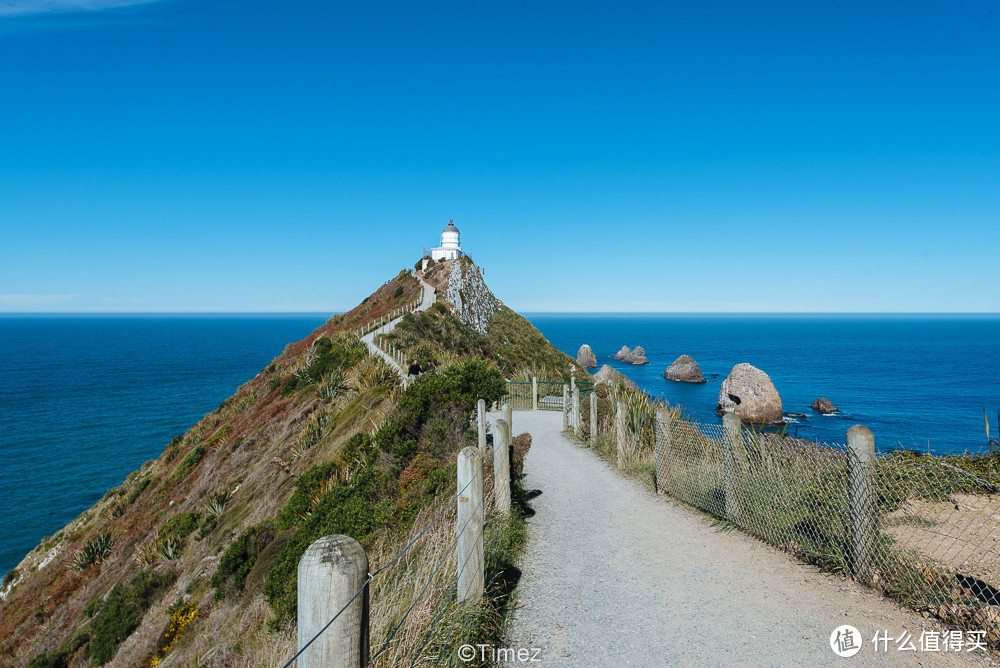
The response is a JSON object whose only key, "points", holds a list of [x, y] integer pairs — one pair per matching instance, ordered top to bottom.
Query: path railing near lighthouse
{"points": [[543, 395], [922, 529], [423, 603]]}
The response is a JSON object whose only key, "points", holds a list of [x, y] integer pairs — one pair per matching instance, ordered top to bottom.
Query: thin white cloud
{"points": [[29, 7], [34, 302]]}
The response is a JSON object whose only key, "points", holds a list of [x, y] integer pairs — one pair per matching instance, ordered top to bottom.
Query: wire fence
{"points": [[545, 395], [919, 528], [419, 614]]}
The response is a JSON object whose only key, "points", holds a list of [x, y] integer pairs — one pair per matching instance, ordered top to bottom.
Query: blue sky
{"points": [[173, 155]]}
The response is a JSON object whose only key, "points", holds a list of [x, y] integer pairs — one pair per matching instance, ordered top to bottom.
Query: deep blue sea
{"points": [[918, 382], [86, 400]]}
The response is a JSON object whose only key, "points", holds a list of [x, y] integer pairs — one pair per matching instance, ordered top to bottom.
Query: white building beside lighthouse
{"points": [[450, 247]]}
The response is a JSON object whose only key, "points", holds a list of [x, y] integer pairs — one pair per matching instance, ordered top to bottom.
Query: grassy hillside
{"points": [[193, 557]]}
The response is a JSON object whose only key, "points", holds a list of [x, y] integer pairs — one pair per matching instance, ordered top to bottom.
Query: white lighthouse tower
{"points": [[450, 247]]}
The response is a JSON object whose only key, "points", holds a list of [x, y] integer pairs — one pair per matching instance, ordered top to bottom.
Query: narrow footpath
{"points": [[427, 298], [614, 575]]}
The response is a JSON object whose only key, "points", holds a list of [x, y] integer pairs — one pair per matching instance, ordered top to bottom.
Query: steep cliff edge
{"points": [[191, 560]]}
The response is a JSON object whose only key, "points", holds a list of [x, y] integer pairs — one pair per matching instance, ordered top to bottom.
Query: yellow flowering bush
{"points": [[178, 623]]}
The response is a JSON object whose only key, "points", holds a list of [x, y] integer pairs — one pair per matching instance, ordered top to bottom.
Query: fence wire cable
{"points": [[451, 547], [311, 641]]}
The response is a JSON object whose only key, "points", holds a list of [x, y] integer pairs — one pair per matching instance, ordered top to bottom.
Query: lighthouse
{"points": [[450, 247]]}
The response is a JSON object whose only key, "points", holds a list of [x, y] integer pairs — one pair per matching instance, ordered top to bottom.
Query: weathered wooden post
{"points": [[565, 406], [593, 413], [577, 422], [481, 425], [663, 428], [620, 433], [732, 445], [501, 467], [861, 500], [470, 525], [331, 572]]}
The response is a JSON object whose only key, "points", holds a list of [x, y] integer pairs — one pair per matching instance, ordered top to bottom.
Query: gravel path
{"points": [[614, 575]]}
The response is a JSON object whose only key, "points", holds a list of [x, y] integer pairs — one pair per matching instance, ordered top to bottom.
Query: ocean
{"points": [[918, 382], [84, 400]]}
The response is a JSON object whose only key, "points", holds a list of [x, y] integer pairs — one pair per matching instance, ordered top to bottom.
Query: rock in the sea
{"points": [[637, 356], [586, 358], [684, 370], [611, 377], [749, 392], [823, 405]]}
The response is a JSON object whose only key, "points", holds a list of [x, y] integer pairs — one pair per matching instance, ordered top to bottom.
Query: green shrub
{"points": [[292, 384], [457, 388], [431, 421], [191, 459], [139, 488], [351, 509], [181, 525], [94, 551], [239, 559], [123, 611], [61, 657]]}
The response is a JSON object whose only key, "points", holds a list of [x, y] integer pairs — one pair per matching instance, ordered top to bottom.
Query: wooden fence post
{"points": [[565, 406], [593, 413], [577, 422], [481, 425], [663, 428], [620, 433], [732, 446], [501, 467], [861, 500], [470, 525], [331, 572]]}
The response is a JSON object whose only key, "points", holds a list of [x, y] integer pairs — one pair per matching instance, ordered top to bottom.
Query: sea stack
{"points": [[623, 353], [636, 356], [586, 358], [684, 370], [611, 377], [749, 393], [824, 406]]}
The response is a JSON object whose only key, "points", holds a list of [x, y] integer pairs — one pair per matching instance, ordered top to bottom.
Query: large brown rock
{"points": [[622, 354], [637, 356], [586, 358], [684, 370], [611, 377], [749, 393], [824, 406]]}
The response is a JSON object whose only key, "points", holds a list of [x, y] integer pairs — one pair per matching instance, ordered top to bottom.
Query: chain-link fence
{"points": [[923, 529]]}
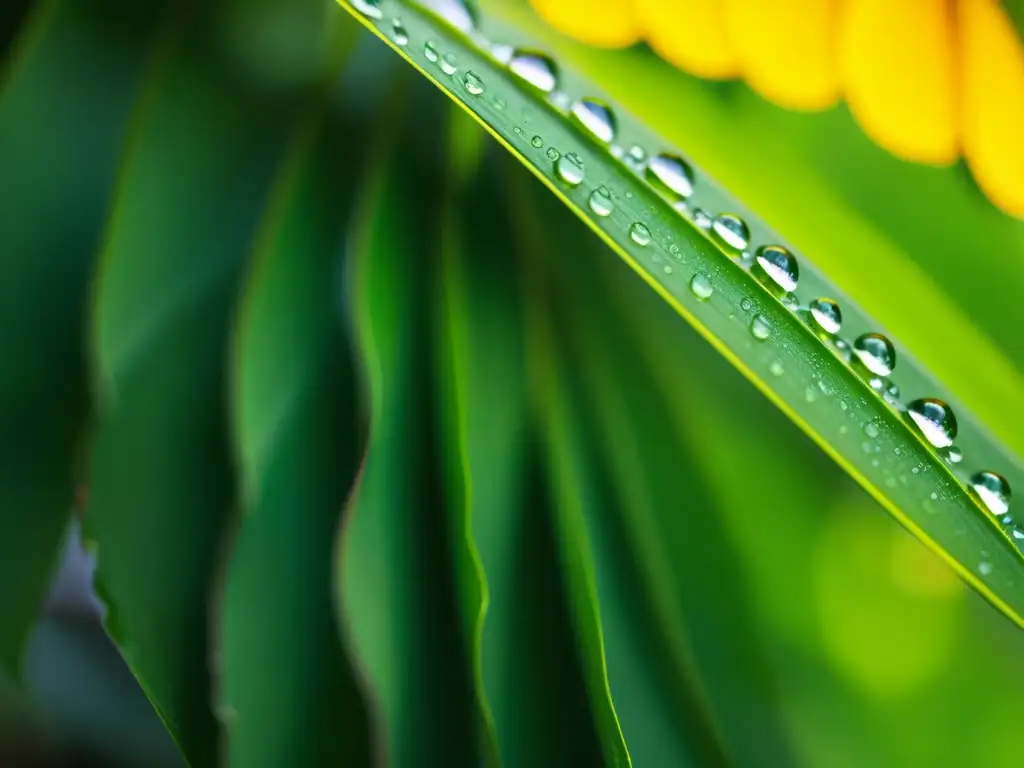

◆ ◆ ◆ ◆ ◆ ◆ ◆

EXERCISE BRIEF >> Could you set down every entry again exactly as written, leaving out any pictures?

SOLUTION TO THIS PROBLEM >>
The response is a JSON object whose only key, "points", holds a list of [x, y] integer pairs — one pair per matching instance, ordered top to bottom.
Query: path railing near lighthouse
{"points": [[543, 395], [922, 529], [423, 603]]}
The response is a JSON object whose only key, "points", holds a list of [x, y] integer pairs — one pair per matching instance, ordered top to bottom.
Query: thin white cloud
{"points": [[29, 7], [34, 302]]}
The response is a JSON object whose only key, "points", holds a list of [x, y] integer pairs — one pair per matching instance, ordered top to bottom.
Query: wire fence
{"points": [[545, 395], [919, 528], [419, 614]]}
The response is a JSON object whose only key, "points", holds a list of [x, y] integer pairs — one pair per matching instance, ordered top to bottom.
Query: blue sky
{"points": [[173, 155]]}
The response is a JSON object whose only key, "points", holds a list of [x, y] integer pairs — one pair per matching instance, ordered top to bottom.
Query: deep blue sea
{"points": [[918, 382], [86, 400]]}
The response is a JSON object whose only key, "points", holds a list of [x, y] integer pairs — one pair per matching instance, ordered top to bottom.
Query: white building beside lighthouse
{"points": [[450, 247]]}
The response is a JSON object whose only key, "points", holds a list of [x, y] integer pairs — one pair per matching instance, ordered top to bottom.
Query: grassy hillside
{"points": [[193, 557]]}
The response is a JSON object whose only key, "points", holds a list of [x, y] integer pairs — one pair per matching instance, ordered top to bottom.
Query: white lighthouse tower
{"points": [[450, 247]]}
The response is a JSON object whose only key, "points", holds a list of [x, y] integer pairs — one pair per matching instance, ordered top to bottom.
Query: narrow footpath
{"points": [[427, 298], [614, 575]]}
The response is a JSON object whose only key, "points", holds a list of [x, y] integer pairs — one pair per matching instance, ordered top to bottom.
Query: steep cliff edge
{"points": [[191, 560]]}
The response is a JSON object whose only key, "points", holds a list of [x, y] integer pairs — one pair per matching instance, ordered top to bottom.
Query: yellow flowering bush
{"points": [[178, 623]]}
The response is a JSON object whose only key, "points", holds a list of [x, y] integer pairs — one pair per matching instance, ordered top to bottom.
Query: fence wire cable
{"points": [[451, 547], [311, 641]]}
The response is a JSON object whose only key, "points", holds a list of [x, y] integer pairs — one pair per matching instance, ordered top to bottom.
Query: lighthouse
{"points": [[450, 247]]}
The response is a JSON object whose only key, "points", holds a list of [x, y] integer pairs — one pair per matching instance, ordered top to bottom.
Query: weathered wooden post
{"points": [[565, 406], [593, 413], [577, 422], [481, 425], [663, 428], [620, 433], [732, 445], [501, 467], [861, 500], [470, 525], [331, 572]]}
The response is a JSON object whose only key, "points", holds a list of [x, y] integer pairs — one pair per matching instance, ordered top to bottom.
Query: gravel path
{"points": [[614, 575]]}
The response is a JSON object whose only key, "points", holds a list of [x, y] integer pairs — one pair per matching instance, ordered top to bottom.
Query: ocean
{"points": [[918, 382], [84, 400]]}
The response is a JSON object whose only key, "points", holds a list of [x, y] integer pairs — one pair per matching instance, ordered top to bottom.
Query: rock in the sea
{"points": [[637, 356], [586, 358], [684, 370], [611, 377], [749, 392], [823, 405]]}
The response is a JSON object whose only key, "points", holds a list of [x, y] integer pairs — one pair per matching instance, ordered top to bottom.
Query: green shrub
{"points": [[292, 384], [457, 388], [431, 421], [191, 459], [139, 488], [351, 509], [181, 525], [94, 551], [239, 559], [123, 611], [61, 657]]}
The response is a JSON object whose only key, "points", holds a list of [x, y] integer pairs — one pair per matching instance, ordered top to bottom.
Query: wooden fence post
{"points": [[565, 406], [593, 413], [577, 422], [481, 425], [663, 428], [620, 433], [732, 446], [501, 467], [861, 500], [470, 525], [331, 572]]}
The response is a JSON object whose only key, "points", holds a list of [x, y] integer pairs — one pair per matching instance, ordered top to bottom.
Query: sea stack
{"points": [[623, 353], [636, 356], [586, 358], [684, 370], [611, 377], [749, 393], [824, 406]]}
The response is a JSON object whose only key, "points", holds a list of [x, y] integer pairs — one pair per matching instance, ordered top to bottom.
Query: large brown rock
{"points": [[622, 354], [637, 356], [586, 358], [684, 370], [611, 377], [749, 393], [824, 406]]}
The response is a JSON object whose only key, "points", holds a list of [x, y] integer pairs — one pair per matching instance, ordered top to bottom.
Query: chain-link fence
{"points": [[923, 529]]}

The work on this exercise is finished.